---- Text section

ANALYZING COVID19 TWEETS USING HEALTH BEHAVIOURS THEORIES AND CLASSIFICATION MODELS
Abstract
In order to explain people's health habits, Health Behaviour Theories has been used to analyze posts on social media during previous incidents. With regard to the pandemic, social media data can expose public attitudes and experience, which helps to reveal elements that impede or encourage attempts to reduce the spread of the disease.
This thesis aims to use Health Behaviour Theories (Health Belief Model, Social Norm and Trust) and Machine Learning Models to explain/examine people’s behaviour and reactions towards COVID-19. Using text mining techniques, we analyzed COVID-19 comments from Twitter and used candidate key phrases which represents each construct to label the comments according to their Health Behaviour constructs. Next, we used three machine learning models (LinearSVC, Decision tree and logistic regression) to classify the comments into their construct. 10-fold cross validation was then used for evaluating the model to check for bias, while precision, recall and F1-Score were the metrics used for evaluating the classification results. In the multiclass (single label) classification result, decision tree and linearSVC performed best with an F1-score of 98%, while for the multiclass-multilabel classification result decision tree was the best with an F1Score of 1.00%. Finally, we performed thematic analysis based on each construct and further categorised them into themes which gave meaningful insight into each construct. The result from the thematic analysis revealed a total number of 32 themes from all the constructs.

--------
---- Record extracts

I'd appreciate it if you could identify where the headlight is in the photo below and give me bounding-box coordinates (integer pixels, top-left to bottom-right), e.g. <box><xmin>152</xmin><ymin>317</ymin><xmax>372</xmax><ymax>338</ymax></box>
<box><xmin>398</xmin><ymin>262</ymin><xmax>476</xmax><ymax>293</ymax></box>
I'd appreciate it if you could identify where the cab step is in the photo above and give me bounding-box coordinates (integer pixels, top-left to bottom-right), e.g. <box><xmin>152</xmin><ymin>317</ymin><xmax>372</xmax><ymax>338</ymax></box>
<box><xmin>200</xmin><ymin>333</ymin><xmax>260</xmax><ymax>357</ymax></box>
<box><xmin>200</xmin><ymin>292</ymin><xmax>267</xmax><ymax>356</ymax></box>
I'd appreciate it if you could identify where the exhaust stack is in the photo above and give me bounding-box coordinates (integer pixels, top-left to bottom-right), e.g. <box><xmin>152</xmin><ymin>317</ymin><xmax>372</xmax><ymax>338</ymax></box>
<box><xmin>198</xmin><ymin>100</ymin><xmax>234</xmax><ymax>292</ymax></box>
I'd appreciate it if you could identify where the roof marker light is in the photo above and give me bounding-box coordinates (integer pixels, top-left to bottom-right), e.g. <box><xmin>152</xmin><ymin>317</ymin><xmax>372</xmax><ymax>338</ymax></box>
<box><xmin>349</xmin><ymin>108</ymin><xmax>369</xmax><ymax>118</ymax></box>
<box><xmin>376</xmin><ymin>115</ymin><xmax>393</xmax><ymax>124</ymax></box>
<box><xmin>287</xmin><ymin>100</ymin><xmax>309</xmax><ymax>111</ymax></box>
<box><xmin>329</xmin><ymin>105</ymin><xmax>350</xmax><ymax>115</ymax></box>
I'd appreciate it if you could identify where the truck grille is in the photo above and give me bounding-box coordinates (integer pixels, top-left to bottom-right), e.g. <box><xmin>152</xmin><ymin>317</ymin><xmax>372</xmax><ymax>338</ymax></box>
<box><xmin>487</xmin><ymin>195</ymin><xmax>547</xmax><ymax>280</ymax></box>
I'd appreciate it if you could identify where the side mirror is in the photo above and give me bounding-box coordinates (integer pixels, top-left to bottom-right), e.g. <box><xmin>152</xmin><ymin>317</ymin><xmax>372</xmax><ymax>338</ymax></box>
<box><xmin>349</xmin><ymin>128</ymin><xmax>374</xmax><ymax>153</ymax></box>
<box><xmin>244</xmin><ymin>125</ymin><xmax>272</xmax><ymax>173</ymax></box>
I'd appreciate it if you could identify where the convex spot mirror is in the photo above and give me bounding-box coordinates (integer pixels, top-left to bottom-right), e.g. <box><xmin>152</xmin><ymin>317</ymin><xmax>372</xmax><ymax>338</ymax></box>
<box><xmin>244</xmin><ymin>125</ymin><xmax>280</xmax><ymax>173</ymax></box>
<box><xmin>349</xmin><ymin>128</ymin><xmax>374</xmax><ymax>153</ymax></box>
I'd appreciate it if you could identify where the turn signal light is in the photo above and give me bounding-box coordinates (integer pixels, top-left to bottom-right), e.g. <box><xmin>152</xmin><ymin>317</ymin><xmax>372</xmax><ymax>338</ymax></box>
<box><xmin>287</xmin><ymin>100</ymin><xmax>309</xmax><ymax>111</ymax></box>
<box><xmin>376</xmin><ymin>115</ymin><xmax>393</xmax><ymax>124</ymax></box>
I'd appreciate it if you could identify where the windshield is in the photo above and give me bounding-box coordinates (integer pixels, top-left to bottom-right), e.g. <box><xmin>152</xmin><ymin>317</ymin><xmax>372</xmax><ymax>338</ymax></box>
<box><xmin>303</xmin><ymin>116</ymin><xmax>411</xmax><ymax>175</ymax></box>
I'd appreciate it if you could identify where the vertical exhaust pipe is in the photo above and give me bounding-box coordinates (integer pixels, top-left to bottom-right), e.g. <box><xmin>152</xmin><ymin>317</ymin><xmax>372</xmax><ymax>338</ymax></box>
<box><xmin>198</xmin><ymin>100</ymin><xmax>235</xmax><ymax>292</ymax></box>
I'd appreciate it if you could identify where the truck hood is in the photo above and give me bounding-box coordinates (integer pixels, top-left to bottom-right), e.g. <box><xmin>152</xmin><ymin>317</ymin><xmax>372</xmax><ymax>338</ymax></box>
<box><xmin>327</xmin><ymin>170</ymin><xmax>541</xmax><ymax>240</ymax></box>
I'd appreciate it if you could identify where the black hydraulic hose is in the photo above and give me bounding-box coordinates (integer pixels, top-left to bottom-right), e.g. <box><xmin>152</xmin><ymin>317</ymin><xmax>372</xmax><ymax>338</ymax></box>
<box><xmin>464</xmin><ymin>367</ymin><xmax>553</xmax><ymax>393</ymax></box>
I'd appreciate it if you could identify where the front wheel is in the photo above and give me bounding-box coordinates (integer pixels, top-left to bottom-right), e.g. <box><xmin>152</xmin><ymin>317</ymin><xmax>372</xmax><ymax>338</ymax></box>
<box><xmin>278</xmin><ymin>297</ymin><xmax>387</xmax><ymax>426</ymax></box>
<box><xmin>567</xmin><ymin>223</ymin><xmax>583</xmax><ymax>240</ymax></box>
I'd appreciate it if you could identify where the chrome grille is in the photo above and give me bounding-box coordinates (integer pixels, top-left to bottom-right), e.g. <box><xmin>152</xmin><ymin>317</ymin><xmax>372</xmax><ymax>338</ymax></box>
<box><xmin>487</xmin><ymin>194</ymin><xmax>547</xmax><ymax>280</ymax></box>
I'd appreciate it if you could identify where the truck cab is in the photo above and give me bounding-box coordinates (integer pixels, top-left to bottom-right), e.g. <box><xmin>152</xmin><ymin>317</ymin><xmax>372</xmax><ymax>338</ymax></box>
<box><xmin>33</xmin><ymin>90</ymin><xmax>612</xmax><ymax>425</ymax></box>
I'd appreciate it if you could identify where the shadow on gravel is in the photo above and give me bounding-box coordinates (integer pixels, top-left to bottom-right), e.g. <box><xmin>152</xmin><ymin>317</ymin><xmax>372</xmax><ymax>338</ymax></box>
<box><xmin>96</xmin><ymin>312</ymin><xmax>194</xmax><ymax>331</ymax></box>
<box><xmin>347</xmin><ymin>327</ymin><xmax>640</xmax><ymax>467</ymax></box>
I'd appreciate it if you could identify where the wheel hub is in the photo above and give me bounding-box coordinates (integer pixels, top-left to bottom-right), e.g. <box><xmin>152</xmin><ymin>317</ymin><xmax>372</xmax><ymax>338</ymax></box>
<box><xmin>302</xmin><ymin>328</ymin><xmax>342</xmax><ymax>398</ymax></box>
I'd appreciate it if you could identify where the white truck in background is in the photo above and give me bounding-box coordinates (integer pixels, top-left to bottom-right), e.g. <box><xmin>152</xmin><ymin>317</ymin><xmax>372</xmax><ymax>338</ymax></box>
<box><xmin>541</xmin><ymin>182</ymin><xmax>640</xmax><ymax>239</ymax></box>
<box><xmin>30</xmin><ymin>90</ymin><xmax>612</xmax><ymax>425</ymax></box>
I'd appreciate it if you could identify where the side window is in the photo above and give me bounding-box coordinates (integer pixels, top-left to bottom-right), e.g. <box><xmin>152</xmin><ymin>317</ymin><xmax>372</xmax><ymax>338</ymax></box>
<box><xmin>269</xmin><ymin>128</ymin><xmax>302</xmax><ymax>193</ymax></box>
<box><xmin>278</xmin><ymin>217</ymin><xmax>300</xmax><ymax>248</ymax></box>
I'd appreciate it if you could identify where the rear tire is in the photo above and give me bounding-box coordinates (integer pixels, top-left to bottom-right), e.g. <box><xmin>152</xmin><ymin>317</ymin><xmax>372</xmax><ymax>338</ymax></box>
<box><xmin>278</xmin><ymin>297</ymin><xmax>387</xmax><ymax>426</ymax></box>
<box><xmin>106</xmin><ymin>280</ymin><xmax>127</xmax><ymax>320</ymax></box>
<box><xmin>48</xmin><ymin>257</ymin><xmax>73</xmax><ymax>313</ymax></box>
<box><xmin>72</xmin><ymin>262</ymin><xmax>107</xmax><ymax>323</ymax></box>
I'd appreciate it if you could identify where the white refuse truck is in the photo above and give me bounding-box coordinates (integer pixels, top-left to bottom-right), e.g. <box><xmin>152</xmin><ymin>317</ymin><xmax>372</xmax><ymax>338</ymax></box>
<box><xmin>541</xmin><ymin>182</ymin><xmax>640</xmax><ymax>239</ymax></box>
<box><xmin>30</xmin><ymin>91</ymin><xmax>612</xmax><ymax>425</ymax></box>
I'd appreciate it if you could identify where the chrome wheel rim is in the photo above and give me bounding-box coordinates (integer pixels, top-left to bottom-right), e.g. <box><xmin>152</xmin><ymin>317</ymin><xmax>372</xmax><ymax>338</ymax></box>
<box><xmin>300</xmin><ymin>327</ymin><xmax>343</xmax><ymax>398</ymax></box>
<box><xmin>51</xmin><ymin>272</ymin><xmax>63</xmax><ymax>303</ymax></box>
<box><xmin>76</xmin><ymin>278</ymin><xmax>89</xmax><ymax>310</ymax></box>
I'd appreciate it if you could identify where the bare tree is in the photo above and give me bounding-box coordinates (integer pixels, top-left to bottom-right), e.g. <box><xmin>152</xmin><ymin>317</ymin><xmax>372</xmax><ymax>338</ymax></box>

--------

### [Instructions for the task]
Please write out the part of the COVID-19 tweets abstract from "ANALYZING COVID19 TWEETS" up to and including "of the disease.", word for word.

### [Result for this task]
ANALYZING COVID19 TWEETS USING HEALTH BEHAVIOURS THEORIES AND CLASSIFICATION MODELS
Abstract
In order to explain people's health habits, Health Behaviour Theories has been used to analyze posts on social media during previous incidents. With regard to the pandemic, social media data can expose public attitudes and experience, which helps to reveal elements that impede or encourage attempts to reduce the spread of the disease.